Saved entries
##########

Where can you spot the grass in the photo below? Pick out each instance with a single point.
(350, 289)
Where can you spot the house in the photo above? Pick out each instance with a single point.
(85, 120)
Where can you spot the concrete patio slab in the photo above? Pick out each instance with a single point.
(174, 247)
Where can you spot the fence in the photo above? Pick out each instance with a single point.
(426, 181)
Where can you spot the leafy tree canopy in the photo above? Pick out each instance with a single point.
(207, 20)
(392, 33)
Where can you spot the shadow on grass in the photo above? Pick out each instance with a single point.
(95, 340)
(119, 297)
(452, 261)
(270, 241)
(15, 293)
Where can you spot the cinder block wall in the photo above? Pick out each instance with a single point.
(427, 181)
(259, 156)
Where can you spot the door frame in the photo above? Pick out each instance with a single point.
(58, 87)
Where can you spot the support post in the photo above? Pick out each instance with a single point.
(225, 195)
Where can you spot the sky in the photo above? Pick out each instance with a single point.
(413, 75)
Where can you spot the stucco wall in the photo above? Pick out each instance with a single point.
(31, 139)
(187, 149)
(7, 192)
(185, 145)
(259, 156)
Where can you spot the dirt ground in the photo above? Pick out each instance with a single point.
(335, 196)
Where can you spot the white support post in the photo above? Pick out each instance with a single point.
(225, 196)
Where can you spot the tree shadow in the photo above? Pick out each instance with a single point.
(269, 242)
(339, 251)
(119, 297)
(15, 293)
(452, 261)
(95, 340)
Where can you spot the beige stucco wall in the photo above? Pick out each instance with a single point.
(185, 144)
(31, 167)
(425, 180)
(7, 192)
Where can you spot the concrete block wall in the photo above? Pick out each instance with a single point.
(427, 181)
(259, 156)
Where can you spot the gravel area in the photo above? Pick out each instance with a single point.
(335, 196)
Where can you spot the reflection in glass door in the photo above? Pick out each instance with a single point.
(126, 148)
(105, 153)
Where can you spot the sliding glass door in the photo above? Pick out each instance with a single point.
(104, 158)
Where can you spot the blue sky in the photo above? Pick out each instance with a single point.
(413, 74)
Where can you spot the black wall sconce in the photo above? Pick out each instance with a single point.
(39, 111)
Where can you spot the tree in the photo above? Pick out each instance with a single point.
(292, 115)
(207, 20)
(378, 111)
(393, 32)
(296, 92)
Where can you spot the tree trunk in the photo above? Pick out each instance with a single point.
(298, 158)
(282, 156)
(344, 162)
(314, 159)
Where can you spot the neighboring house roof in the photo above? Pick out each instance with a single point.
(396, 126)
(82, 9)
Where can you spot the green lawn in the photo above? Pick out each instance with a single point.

##########

* _WHAT IS NEEDED_: Copy out the data above, word for word.

* _RESULT OF THIS TASK_:
Where can you spot the grass in the photo below? Pick out each instance with a single point.
(350, 289)
Where can you spot the house in the photo above? Pick out each instance with a single point.
(85, 120)
Where can you spot the concrete patio slab in the photo above? Pick out each instance with a single point.
(174, 247)
Where can you spot the fence in the photo above? Pick out each instance with a single point.
(426, 181)
Where can you spot the leafy tree canopy in the photo above? Pick out each instance with a single point.
(207, 20)
(392, 33)
Where can you spot the shadow on grass in the photo above? Pick out each instance with a single point.
(95, 340)
(119, 297)
(452, 261)
(270, 241)
(15, 293)
Where can you spot the cinder block wall in the photo above? Pick out each instance with a single point.
(427, 181)
(259, 156)
Where can you spot the door frame in the photo above? Pick out each instance with a single point.
(58, 87)
Where can you spot the support post in the photo above? Pick out each instance with a single point.
(225, 195)
Where can you spot the sky in the photo above? Pick out each instance with a single point.
(413, 75)
Where can you spot the stucco wall in the photo above? Pick out each instance with a single point.
(31, 139)
(187, 149)
(7, 192)
(185, 145)
(259, 156)
Where can you spot the dirt ground in the photo above? Pick out each instance with a single point.
(335, 196)
Where can you spot the white support post in the photo above? Pick out each instance with a single point.
(225, 196)
Where can you spot the tree shadow in the photo above? Pick out each instance with a single point.
(269, 242)
(339, 251)
(119, 297)
(15, 293)
(452, 261)
(95, 340)
Where can you spot the beige stucco wall in the photo above? Pick out each instance with a single point.
(185, 144)
(31, 167)
(425, 180)
(7, 192)
Where can you spot the concrete block wall in the photo above? Pick out each instance with a single point.
(427, 181)
(259, 156)
Where can you spot the gravel area in the photo above? Pick out each instance with a single point.
(335, 196)
Where can you spot the reflection in glass door in the photo above? Pick out each instance with a single point.
(126, 148)
(105, 153)
Where can you spot the sliding glass door in the photo above? Pick out each instance with a single point.
(104, 158)
Where can you spot the blue sky in the photo above? Pick out each instance with a single point.
(413, 74)
Where can you spot the black wall sconce in the photo above? Pick out each instance with a single point.
(39, 111)
Where can you spot the tree in the photo above? Pick out each instance with a single point.
(292, 115)
(207, 20)
(378, 111)
(393, 32)
(296, 92)
Where can you spot the tree trunk in the photo above? Pick out each instance with a single point.
(298, 158)
(282, 156)
(344, 162)
(314, 159)
Where can you spot the neighboring house roof in the photo above? Pick out each instance with a single point.
(396, 126)
(82, 9)
Where can you spot the green lawn in the photo above? Pick out each instance with a single point.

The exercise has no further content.